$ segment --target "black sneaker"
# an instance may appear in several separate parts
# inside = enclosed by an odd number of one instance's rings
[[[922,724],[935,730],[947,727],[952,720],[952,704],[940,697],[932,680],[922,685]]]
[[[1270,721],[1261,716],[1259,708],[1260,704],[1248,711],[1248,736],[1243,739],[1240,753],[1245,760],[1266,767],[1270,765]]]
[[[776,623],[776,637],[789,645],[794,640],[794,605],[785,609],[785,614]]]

+===+

Set exercise
Pull every line from the rows above and reproduce each one verbatim, with no character changed.

Full solution
$ segment --target "black sneaker"
# an instance may appear in several separate parts
# inside = enclosed by an odd number of one instance's rings
[[[922,724],[935,730],[947,727],[952,720],[952,704],[940,697],[932,680],[922,685]]]
[[[1270,721],[1261,716],[1259,708],[1260,704],[1248,711],[1248,736],[1243,739],[1240,753],[1245,760],[1266,767],[1270,765]]]
[[[776,623],[776,637],[789,645],[794,640],[794,605],[785,609],[785,614]]]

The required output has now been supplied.